*ASSIGNMENT*:
An identical copy of the data below is needed.

*DATA TO EXAMINE*:
★ ★ ★

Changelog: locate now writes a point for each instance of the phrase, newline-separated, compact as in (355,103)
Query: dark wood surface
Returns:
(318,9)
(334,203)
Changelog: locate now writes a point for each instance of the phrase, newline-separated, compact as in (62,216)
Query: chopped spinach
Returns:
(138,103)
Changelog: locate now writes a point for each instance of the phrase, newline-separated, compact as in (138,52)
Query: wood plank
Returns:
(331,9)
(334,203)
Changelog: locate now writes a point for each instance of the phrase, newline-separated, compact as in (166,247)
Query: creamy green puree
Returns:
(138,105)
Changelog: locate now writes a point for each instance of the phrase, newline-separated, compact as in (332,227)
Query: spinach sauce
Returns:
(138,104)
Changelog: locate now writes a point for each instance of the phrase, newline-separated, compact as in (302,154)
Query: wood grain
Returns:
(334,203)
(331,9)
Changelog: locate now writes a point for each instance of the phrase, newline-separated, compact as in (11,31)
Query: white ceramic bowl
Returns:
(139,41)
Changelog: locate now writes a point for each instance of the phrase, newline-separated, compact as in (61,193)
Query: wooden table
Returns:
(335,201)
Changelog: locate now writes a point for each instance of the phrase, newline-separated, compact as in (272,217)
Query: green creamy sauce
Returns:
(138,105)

★ ★ ★

*EXERCISE RESULT*:
Changelog: locate now writes a point for each instance of the phrase, newline-separated, compact as in (355,103)
Query: dark wood surface
Returns:
(318,9)
(334,203)
Changelog: locate now writes a point for each instance of the phrase, newline-separated, compact as in (62,216)
Query: chopped spinach
Returns:
(138,103)
Changelog: locate now writes a point for each instance of the phrase, newline-separated, compact as in (138,52)
Query: wood plank
Returns:
(331,9)
(334,203)
Changelog: locate now writes a point for each instance of the phrase, newline-separated, compact as in (166,247)
Query: creamy green puree
Returns:
(138,105)
Changelog: locate now writes a point for each instance of the phrase, newline-separated, compact as in (332,227)
Query: spinach sauce
Returns:
(138,104)
Changelog: locate now writes a point for each instance of the phrase, newline-separated, compact as in (302,154)
Query: wood grain
Returns:
(334,203)
(331,9)
Changelog: locate now writes a point for each instance of the phrase, newline-separated, compact as in (11,31)
Query: white ceramic bowl
Returns:
(139,41)
Changelog: locate now writes a point for each instance of the phrase, newline-separated, compact as in (61,193)
Query: wooden table
Returns:
(335,201)
Changelog: locate now writes a point for each instance of the phrase, newline-separated, compact as in (272,217)
Query: green creamy sauce
Returns:
(138,105)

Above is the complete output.